**Stated exercise:** Reproduce all the lines that follow, requests included, with every polygon coordinate in the answers multiplied by 0.4 and rounded to the nearest whole number, halves rounding up. Leave the numbers in the requests and their format samples as they are, and omit the pictures.

**Extracted material:**

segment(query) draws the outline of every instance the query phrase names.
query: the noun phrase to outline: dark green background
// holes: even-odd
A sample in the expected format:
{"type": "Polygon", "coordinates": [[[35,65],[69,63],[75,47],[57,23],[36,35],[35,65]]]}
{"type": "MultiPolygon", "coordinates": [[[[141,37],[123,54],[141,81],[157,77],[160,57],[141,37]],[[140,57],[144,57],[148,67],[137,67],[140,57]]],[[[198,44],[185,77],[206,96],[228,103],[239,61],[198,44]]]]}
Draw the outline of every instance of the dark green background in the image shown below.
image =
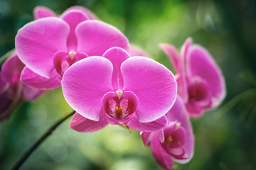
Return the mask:
{"type": "MultiPolygon", "coordinates": [[[[84,6],[121,30],[131,43],[172,70],[160,42],[180,49],[187,37],[206,47],[225,78],[219,108],[192,119],[195,155],[176,169],[256,169],[256,6],[255,1],[0,0],[0,56],[14,47],[18,28],[33,20],[36,6],[60,14],[84,6]]],[[[0,103],[1,104],[1,103],[0,103]]],[[[9,169],[52,125],[72,109],[61,89],[24,102],[0,125],[0,169],[9,169]]],[[[79,133],[63,123],[21,169],[161,169],[139,133],[109,125],[79,133]]]]}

**Result below:**
segment(query) draws the outline of every instance the query phrase names.
query: the noun phrase to outline: dark green background
// holes: even-odd
A sample in the expected format:
{"type": "Polygon", "coordinates": [[[35,65],[69,63],[75,47],[57,23],[36,35],[35,65]]]}
{"type": "MultiPolygon", "coordinates": [[[[141,37],[123,54],[141,81],[157,77],[160,57],[141,37]],[[140,57],[144,57],[148,67],[137,67],[140,57]]],[[[198,44],[185,77],[206,96],[228,103],[239,61],[198,44]]]]}
Draw the outline of every instance of the dark green background in the image shown below.
image =
Return the mask:
{"type": "MultiPolygon", "coordinates": [[[[34,2],[48,12],[52,17],[69,28],[64,17],[72,20],[75,15],[82,19],[90,31],[88,43],[77,48],[78,62],[70,68],[102,68],[102,2],[102,0],[0,0],[0,22],[6,19],[7,11],[13,8],[14,2],[24,6],[34,2]]],[[[0,41],[0,42],[0,41],[0,41]]],[[[4,68],[21,50],[29,44],[24,36],[10,41],[0,50],[0,68],[4,68]]],[[[32,53],[25,49],[8,68],[64,68],[56,53],[44,50],[32,53]]]]}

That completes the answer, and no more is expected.